● EXERCISE TASKS:
1. From the model selection tutorial, list every weakness given for the Wasserstein GAN.
2. Copy word for word the lines of the listing from the line containing "Practice step: locate the shirt" through the end of the listing, inclusive.

Tutorial 7: Model Selection Guide

Learn when to use VAE, GAN, Flow, or Ensemble models for macro scenario generation.

Overview

Model	Best For	Avoid When
VAE	Interpolation, fast inference	Need exact likelihood
GAN	Sharp samples, mode coverage	Training instability unacceptable
Flow	Exact likelihood, tail risk	Computational budget limited
Ensemble	Production, uncertainty	Interpretability required

1. Model Characteristics

Variational Autoencoder (VAE)

from privatecredit.models import MacroVAE, MacroVAEConfig

config = MacroVAEConfig(
    n_macro_vars=9,
    seq_length=60,
    latent_dim=32,
    hidden_dim=128,
    n_scenarios=4
)

vae = MacroVAE(config)
print(f"VAE Parameters: {sum(p.numel() for p in vae.parameters()):,}")

Strengths:

Smooth latent space enables interpolation
Fast training and inference
Stable optimization (ELBO objective)
Good for scenario blending

Weaknesses:

Can produce blurry/averaged samples
Posterior collapse risk
No exact likelihood

Use When:

Need to interpolate between scenarios
Fast prototyping
Limited compute budget

Wasserstein GAN (WGAN-GP)

from privatecredit.models import MacroGAN, MacroGANConfig

config = MacroGANConfig(
    n_macro_vars=9,
    seq_length=60,
    latent_dim=64,
    hidden_dim=256,
    n_critic=5,
    lambda_gp=10.0
)

gan = MacroGAN(config)
print(f"GAN Parameters: {sum(p.numel() for p in gan.parameters()):,}")

Strengths:

Sharp, realistic samples
No mode averaging
Good for capturing extreme scenarios
Flexible architecture

Weaknesses:

Training can be unstable
Mode collapse possible
No likelihood estimation
Requires careful tuning

Use When:

Need sharp scenario boundaries
Sufficient training data
Can invest in hyperparameter tuning

Normalizing Flows (Real NVP)

● RECORDS SHOWN:
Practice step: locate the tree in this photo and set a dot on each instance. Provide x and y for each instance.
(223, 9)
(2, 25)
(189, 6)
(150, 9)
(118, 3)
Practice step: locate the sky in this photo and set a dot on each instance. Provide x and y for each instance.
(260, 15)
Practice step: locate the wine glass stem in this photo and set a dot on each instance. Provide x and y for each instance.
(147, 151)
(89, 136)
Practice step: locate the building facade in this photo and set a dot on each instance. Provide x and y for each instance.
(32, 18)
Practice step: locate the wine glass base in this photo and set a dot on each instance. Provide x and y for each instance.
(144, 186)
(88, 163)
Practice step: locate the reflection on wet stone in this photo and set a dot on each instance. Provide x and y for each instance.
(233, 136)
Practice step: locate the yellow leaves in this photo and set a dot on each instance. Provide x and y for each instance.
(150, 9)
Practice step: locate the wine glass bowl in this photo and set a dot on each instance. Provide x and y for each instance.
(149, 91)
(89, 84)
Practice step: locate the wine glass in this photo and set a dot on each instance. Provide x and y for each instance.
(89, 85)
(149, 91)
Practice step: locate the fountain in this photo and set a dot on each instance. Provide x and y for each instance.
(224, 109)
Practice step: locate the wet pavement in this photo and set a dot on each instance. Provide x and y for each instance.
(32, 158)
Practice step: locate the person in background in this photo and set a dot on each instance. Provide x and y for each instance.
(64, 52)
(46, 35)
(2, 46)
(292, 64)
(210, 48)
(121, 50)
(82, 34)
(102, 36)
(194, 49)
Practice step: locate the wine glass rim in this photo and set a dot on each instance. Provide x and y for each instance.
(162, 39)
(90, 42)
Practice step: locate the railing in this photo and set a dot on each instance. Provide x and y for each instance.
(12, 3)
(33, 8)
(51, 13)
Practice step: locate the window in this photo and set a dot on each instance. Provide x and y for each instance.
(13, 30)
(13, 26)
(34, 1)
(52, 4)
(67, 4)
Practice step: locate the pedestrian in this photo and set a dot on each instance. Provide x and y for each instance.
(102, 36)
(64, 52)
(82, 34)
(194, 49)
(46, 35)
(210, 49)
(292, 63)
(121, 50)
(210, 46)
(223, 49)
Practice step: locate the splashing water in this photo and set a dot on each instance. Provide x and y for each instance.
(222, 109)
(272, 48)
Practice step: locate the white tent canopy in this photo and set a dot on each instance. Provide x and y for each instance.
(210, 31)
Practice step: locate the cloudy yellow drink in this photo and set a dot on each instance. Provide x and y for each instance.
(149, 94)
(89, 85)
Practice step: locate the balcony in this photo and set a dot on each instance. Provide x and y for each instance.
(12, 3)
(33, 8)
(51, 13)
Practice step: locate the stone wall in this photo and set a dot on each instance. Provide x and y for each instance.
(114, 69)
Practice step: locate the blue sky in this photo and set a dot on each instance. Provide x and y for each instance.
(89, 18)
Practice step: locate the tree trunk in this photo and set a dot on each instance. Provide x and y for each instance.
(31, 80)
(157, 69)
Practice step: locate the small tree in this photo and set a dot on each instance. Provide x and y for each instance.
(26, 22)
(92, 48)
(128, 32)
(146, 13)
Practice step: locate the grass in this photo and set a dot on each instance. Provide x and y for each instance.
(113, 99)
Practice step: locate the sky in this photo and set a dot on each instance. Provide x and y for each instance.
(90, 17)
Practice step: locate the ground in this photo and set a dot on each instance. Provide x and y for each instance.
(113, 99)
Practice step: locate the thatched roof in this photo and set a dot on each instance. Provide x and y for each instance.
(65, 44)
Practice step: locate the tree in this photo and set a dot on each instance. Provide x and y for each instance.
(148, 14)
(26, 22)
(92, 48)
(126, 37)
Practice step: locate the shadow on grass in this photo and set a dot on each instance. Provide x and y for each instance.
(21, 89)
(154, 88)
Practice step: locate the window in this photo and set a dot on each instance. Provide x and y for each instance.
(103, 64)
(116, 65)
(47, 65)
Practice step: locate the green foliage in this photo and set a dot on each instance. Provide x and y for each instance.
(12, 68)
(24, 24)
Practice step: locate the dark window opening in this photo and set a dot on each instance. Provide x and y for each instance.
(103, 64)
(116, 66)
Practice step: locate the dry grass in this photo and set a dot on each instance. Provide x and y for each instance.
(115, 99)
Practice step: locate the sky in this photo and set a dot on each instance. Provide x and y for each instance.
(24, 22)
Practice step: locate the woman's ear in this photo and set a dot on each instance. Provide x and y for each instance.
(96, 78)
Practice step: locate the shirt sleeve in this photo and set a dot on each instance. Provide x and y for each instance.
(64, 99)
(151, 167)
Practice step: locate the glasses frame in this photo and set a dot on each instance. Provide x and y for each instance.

● SOLUTIONS FOR EACH TASK:
1.
Training can be unstable
Mode collapse possible
No likelihood estimation
Requires careful tuning

2.
Practice step: locate the shirt sleeve in this photo and set a dot on each instance. Provide x and y for each instance.
(64, 99)
(151, 167)
Practice step: locate the glasses frame in this photo and set a dot on each instance. Provide x and y for each instance.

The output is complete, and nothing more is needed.